DATA FOR THIS TASK:
===
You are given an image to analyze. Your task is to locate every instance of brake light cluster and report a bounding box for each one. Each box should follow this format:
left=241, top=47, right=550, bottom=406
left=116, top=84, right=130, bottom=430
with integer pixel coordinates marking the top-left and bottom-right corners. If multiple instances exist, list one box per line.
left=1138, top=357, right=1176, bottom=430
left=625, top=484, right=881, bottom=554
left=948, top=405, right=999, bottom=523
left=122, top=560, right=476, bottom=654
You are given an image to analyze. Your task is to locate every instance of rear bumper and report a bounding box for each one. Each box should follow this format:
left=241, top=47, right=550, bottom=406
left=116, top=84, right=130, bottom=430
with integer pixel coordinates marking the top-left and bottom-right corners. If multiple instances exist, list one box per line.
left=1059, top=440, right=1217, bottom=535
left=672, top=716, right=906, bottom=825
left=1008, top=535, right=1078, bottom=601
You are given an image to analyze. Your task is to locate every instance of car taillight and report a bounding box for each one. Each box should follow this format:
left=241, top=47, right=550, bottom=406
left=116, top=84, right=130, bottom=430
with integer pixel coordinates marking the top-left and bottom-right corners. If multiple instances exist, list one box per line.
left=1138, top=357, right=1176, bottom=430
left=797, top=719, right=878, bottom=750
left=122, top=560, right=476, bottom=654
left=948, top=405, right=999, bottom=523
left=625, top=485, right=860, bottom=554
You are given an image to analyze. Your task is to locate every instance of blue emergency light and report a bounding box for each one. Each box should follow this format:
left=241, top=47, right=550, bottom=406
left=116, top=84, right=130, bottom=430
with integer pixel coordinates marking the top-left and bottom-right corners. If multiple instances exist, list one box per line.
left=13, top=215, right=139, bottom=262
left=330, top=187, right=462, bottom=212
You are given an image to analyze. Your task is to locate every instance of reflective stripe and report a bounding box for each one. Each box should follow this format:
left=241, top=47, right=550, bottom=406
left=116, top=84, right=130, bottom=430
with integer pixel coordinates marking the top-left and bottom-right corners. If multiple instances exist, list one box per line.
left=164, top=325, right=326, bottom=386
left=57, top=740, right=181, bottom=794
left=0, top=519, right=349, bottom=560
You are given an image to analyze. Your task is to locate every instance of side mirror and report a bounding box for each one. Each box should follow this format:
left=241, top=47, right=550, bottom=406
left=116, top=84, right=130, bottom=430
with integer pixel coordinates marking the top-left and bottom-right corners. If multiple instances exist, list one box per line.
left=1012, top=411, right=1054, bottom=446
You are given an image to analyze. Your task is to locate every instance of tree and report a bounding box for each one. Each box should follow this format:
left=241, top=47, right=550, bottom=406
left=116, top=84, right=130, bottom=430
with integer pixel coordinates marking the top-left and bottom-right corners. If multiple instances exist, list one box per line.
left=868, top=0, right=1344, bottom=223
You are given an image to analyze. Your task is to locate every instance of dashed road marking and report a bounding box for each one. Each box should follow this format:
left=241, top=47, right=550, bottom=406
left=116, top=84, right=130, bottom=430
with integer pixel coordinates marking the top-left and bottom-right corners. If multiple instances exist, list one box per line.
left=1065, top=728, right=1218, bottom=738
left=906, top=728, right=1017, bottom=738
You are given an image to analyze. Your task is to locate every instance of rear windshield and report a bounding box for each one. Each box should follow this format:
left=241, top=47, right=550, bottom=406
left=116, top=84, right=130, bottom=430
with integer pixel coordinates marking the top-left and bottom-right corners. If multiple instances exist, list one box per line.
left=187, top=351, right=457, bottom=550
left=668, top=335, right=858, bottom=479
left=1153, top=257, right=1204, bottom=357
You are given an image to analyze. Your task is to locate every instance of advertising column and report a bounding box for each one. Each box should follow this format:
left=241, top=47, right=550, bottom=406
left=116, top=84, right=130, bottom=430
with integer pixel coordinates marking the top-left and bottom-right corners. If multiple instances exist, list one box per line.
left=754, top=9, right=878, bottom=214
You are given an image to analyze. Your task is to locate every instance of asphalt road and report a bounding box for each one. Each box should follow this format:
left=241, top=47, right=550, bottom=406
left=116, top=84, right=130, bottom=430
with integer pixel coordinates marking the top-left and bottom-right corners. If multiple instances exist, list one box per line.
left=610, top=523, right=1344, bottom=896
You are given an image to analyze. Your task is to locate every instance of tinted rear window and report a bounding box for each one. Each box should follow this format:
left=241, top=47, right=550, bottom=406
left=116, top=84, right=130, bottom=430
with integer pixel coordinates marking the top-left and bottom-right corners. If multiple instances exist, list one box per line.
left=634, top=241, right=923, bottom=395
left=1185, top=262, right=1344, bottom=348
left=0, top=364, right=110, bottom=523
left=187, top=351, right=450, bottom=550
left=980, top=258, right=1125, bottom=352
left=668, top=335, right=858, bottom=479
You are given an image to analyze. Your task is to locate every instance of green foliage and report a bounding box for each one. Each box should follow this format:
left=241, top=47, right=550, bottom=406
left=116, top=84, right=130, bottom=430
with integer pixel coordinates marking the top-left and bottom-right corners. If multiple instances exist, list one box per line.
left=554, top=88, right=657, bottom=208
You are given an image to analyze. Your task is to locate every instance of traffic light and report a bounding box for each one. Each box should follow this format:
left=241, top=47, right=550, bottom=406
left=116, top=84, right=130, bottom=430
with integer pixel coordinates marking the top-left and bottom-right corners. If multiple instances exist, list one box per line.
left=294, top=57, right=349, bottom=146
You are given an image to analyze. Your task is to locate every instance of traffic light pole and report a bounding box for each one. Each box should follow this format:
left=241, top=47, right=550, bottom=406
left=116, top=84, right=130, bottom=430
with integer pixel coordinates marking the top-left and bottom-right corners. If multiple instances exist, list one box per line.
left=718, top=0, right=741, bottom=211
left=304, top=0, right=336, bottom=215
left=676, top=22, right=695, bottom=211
===
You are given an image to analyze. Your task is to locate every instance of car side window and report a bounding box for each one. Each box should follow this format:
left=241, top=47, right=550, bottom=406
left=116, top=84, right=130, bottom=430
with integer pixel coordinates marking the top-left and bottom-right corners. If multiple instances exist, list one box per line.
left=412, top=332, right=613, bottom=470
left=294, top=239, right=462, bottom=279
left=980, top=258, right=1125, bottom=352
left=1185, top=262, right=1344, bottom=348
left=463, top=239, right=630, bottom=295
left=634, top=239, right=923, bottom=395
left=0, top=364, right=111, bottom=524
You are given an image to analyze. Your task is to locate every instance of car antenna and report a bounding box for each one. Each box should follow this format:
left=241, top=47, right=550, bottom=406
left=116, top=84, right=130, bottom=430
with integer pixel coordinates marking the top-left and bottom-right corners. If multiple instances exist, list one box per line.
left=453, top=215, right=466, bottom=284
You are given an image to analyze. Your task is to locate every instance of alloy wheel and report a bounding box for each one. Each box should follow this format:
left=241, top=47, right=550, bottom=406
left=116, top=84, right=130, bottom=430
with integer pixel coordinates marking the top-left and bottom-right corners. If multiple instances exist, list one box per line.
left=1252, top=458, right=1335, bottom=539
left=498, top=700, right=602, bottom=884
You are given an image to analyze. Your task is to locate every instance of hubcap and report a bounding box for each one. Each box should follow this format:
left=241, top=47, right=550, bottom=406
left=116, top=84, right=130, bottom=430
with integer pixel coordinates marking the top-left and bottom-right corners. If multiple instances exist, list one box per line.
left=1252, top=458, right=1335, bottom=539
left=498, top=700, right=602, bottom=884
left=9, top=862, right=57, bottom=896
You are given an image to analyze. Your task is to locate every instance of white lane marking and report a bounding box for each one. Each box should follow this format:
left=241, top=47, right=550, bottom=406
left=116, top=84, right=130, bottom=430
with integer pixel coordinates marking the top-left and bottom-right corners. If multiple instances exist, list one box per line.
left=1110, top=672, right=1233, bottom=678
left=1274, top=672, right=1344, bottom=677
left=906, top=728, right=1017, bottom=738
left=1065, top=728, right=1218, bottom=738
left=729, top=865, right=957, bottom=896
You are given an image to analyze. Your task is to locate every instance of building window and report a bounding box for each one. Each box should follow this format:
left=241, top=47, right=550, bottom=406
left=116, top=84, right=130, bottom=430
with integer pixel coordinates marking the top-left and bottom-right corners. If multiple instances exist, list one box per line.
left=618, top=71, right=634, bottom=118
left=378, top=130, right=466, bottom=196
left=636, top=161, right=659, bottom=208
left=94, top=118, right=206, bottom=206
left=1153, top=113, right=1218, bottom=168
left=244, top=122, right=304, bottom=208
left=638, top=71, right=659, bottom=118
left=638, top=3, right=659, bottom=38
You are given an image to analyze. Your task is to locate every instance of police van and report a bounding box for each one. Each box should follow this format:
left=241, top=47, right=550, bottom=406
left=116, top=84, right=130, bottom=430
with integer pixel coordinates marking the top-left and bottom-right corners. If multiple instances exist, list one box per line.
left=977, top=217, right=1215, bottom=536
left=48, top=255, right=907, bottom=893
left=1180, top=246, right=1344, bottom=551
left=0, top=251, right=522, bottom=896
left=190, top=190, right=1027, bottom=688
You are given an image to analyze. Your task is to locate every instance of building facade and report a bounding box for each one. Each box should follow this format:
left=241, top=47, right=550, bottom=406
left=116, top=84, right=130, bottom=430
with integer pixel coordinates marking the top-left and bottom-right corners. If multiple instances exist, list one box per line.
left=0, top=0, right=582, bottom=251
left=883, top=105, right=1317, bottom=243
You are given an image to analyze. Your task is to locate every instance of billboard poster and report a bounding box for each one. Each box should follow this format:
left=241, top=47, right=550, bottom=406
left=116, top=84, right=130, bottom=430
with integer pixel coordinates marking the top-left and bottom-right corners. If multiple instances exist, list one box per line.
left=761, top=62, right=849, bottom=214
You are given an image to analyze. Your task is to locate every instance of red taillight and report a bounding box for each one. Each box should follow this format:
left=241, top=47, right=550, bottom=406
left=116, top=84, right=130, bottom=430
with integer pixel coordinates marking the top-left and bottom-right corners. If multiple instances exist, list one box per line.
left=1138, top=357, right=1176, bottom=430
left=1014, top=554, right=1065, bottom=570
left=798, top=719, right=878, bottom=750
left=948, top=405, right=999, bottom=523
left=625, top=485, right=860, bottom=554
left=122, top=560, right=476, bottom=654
===
Repeat, word for word, the part of the records above that opens with the line containing "of car taillight" and closes with the line containing "left=868, top=0, right=1344, bottom=223", including both of those lines and nothing else.

ANSWER TO THE EXERCISE:
You are given an image to analyze. Your task is to locate every instance of car taillight and report a bounding box for each one. Each box should follow this format:
left=241, top=47, right=550, bottom=406
left=116, top=84, right=130, bottom=430
with integer pixel coordinates marking the top-left and bottom-right corners. If multiple instances exist, list one box per line.
left=1138, top=357, right=1176, bottom=430
left=797, top=719, right=878, bottom=750
left=122, top=560, right=476, bottom=654
left=948, top=405, right=999, bottom=523
left=625, top=485, right=860, bottom=554
You are given an image to analyze. Your task is to locate every instance of blue emergency light and report a bounding box for each one. Each box should follow this format:
left=241, top=47, right=550, bottom=406
left=116, top=84, right=130, bottom=430
with integer pixel coordinates marking the top-left and bottom-right corners. If multiple instances exist, list one box per line.
left=13, top=215, right=139, bottom=262
left=330, top=187, right=462, bottom=212
You are given an image to analyze. Your task is to locate every instance of reflective stripe and report a bounding box for each one. Each box should follow this format:
left=241, top=47, right=550, bottom=406
left=116, top=84, right=130, bottom=430
with integer pixel coordinates marking the top-left and bottom-right corners. If multiple instances exist, list one box per line.
left=164, top=325, right=326, bottom=386
left=57, top=740, right=181, bottom=794
left=0, top=519, right=349, bottom=560
You are given an image to analyze. Your task is to locate every instance of side mirror and report a bounding box for each one. Each box should follow this format:
left=241, top=47, right=550, bottom=406
left=116, top=84, right=130, bottom=430
with integer pixel coordinates marking the top-left and bottom-right corners. If multiple instances exist, list one box per line.
left=1012, top=411, right=1054, bottom=446
You are given an image to analyze. Your task is to locate every instance of tree and report a bounding box for each one. Each box should follow this format:
left=241, top=47, right=550, bottom=406
left=116, top=84, right=130, bottom=430
with integer pixel coordinates marking the top-left and bottom-right corners. If multiple instances exist, list one box per line.
left=868, top=0, right=1344, bottom=223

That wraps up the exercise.